### 本文
------------------------------------------------------------------------

レポート:千代苑子(JCDN/踊2制作スタッフ)
撮影:GO(go-photograph.com)

札幌公演 会場:生活支援型文化施設コンカリーニョ

1月10日(金)いよいよ雪の札幌から巡回公演がスタートしました。今回の公演、なんと2日前からチケットは売り止め!!年が明けていちだんと冷え込み、北海道の人も驚くような寒さの中、たくさんの方が足を運んでくださり当日は満席となりました!お越しいただいた皆さま、ありがとうございました。3月までの全国巡回に向けて幸先よいスタートをきることができました。

札幌公演のラインナップは4作品。各作品のようすを上演順にご紹介していきます。

まず始めに、再演プログラムとして3年ぶりの上演となる村山華子作品『カレイなる家族の食卓』。この作品はvol.1のAプログラムで制作され、最終地の東京公演は3.11の影響で中止となりましたが、2011年5月に振替公演をおこなって以来の再演となりました。映像や美術を効果的に活かした、まるで物語を見ているような楽しい作品ですが、その奥にある強いメッセージに、村山さんのぶれない芯の強さを感じます。ダンス・イン・レジデンスで村山華子作品と森田淑子作品が滞在制作した和歌山・上富田文化会館の那須文彦さんがはるばる札幌まで駆けつけてくださり、メンバーと3年ぶりの再会を果たす場面も。今回は一度きりの上演となり残念ですが、札幌のたくさんのお客様とともにこの貴重な再演の場に立ち会うことができ、とても幸せな時間となりました。

次にご当地作品として上演するのは、東海林靖志作品『アフタートーク』。やわらかく自由に動く東海林さんの身体はとても興味深く、12月に行われたワーク・イン・プログレスに参加した観客の方からは、「ダンスも曲も変わりましたね。ワーク・イン・プログレスに参加し、作品がどのように変化し完成したか、制作者の思いも知ることができ、ただ見るだけではなく大変よかった。」という声もいただいた一方で、作品のコンセプトやテーマを深めていくという作業の中では東海林さん自身、かなりの試行錯誤があったそうです。今回の札幌公演で他のプログラムの作品を見たり、アーティスト同士交流する中で多くの刺激を受け、たくさんの気づきを得ることができた、と話してくださいました。この経験を活かしたこれからの東海林さんの活動に期待を寄せたいと思います。

------------------------------------------------------------------------

### データ抜粋

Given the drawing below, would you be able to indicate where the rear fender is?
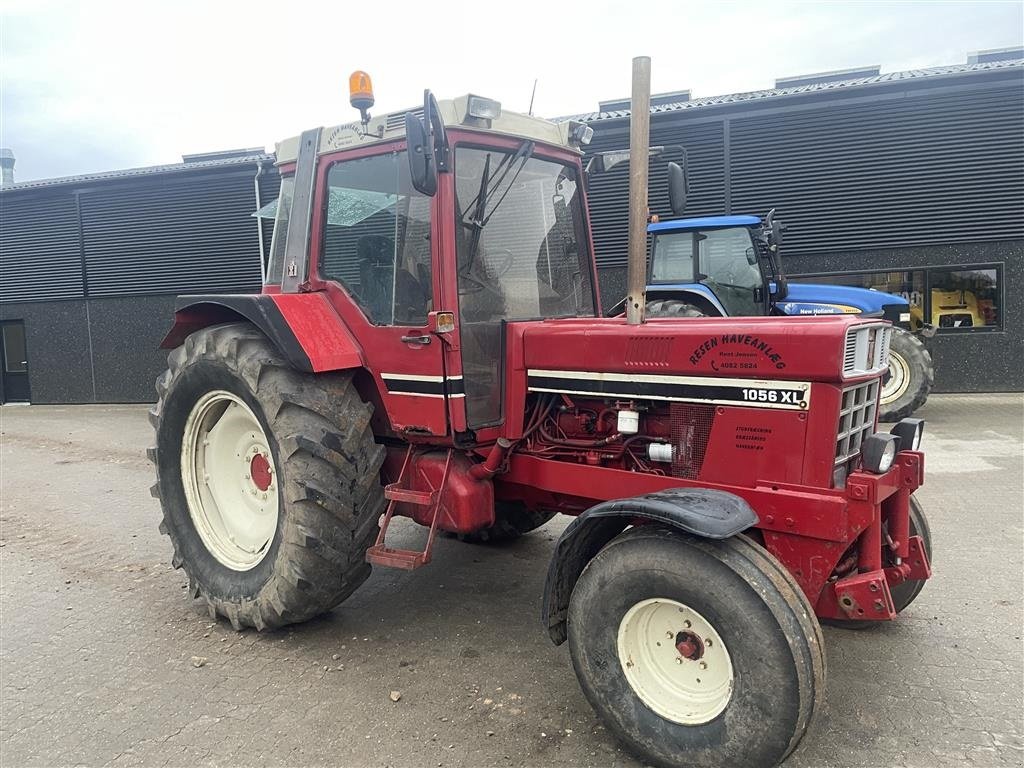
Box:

------------------------------------------------------------------------

### 練習問題
A) 札幌公演の報告に、姓と名をそろえて記されている人名をすべて書き出しなさい。
B) 札幌公演の報告を、最後の文に続けて書き継ぎなさい。

### 解答
A) 千代苑子、村山華子、森田淑子、那須文彦、東海林靖志

B)
休憩を挟み、Aプログラムの森田淑子作品『ヤマナイ、ミミナリ』。これから始まる全国巡回を前に、重要な初演をむかえました。2年ごしで作品制作に取り組む森田さんの想いは強く、作品の構想もいっそう深まっているようす。美術や音楽担当も含めたフルメンバーで札幌入りし、テクニカルスタッフとの最後の調整もおこなって、ようやく初演の幕があがりました。このあと仙台・東京・京都と再演を重ねていく中で、森田さんがどのようにこの作品と向き合っていくのか。期待を募らせ、クリエイション・ドキュメントを追いかけながら、注目していきたいと思います。

札幌公演のラストを飾ったのは、WSオーディションで選出した札幌のダンサーとともにつくられた隅地茉歩作品『Avecアヴェク~とともに』。ややあどけなさが残る中高生の2人が現れトークが始まると、そのかわいい笑顔にお客さんも和みます。ところがこの2人が踊り始めると、劇場の空気はガラッとかわりました。この作品の出演者は全員5年以上の経験をもつダンサーです。次々に登場するダンサー1人1人の迫力、貫禄。私は11月のオーディションのときに一度皆さんにお会いしていたのですが、公演までのクリエイションの中で隅地さんの手によって見事に1人1人の個性が引き出され、さらにうまく調合されて、年齢・経験さまざまな男女6人によるアヴェクの世界が描かれていました。打ち上げのとき、フレーズのすべてを隅地さんが振付けたときのようすを語る表情から、札幌の地で育まれたこの作品や出演者に対する隅地さんの大きな愛を感じたような気がしました。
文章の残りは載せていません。